(Part of a data file):
#####

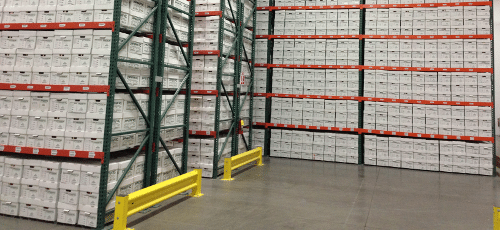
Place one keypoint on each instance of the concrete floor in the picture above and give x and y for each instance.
(299, 194)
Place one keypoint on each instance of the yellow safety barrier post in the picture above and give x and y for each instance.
(496, 218)
(147, 197)
(239, 160)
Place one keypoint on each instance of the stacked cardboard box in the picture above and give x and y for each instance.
(330, 82)
(315, 112)
(436, 86)
(316, 51)
(317, 22)
(454, 20)
(432, 119)
(338, 147)
(432, 155)
(446, 53)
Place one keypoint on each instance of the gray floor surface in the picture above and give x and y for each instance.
(300, 194)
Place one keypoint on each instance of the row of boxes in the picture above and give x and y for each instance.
(336, 147)
(317, 15)
(442, 86)
(431, 119)
(62, 191)
(68, 191)
(314, 112)
(335, 82)
(201, 154)
(411, 1)
(315, 2)
(133, 12)
(432, 155)
(205, 66)
(429, 21)
(67, 121)
(432, 13)
(65, 49)
(86, 41)
(455, 53)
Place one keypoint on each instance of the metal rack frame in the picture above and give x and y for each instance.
(362, 132)
(152, 139)
(221, 92)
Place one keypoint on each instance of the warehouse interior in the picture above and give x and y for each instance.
(249, 114)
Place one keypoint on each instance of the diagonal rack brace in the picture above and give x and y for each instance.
(174, 97)
(133, 97)
(178, 40)
(132, 160)
(232, 127)
(170, 156)
(120, 47)
(178, 10)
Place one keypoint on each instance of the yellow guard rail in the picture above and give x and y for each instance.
(239, 160)
(147, 197)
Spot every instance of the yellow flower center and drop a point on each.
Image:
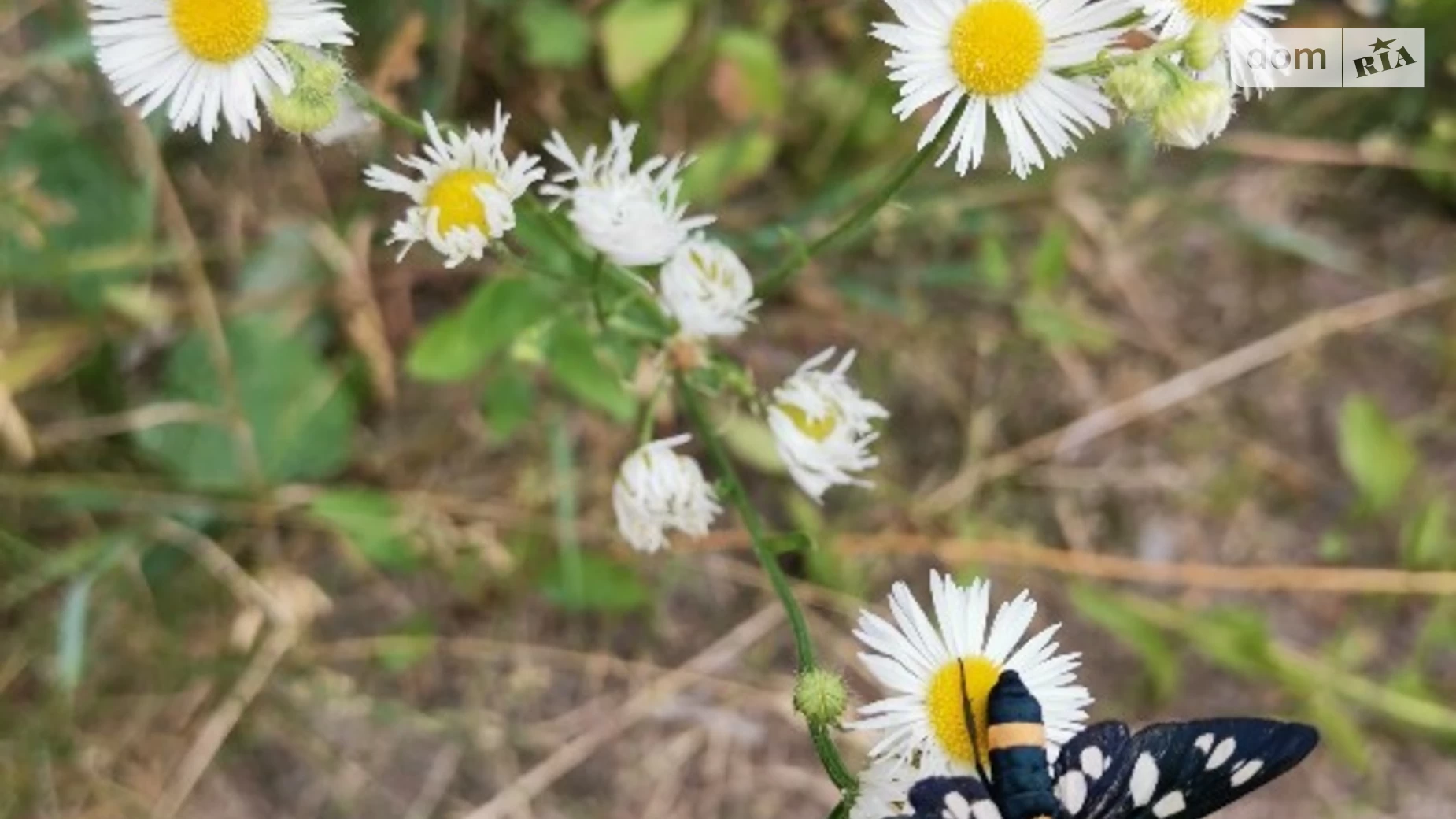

#####

Which lines in the entries above contain the word "floor"? Report each of them in full.

(EXPECTED ANSWER):
Place one keypoint on each instance of the concrete floor in the picture above and give x and y for each instance.
Place one keypoint on each instance of the gray floor surface in the picture above and give x and y for each instance.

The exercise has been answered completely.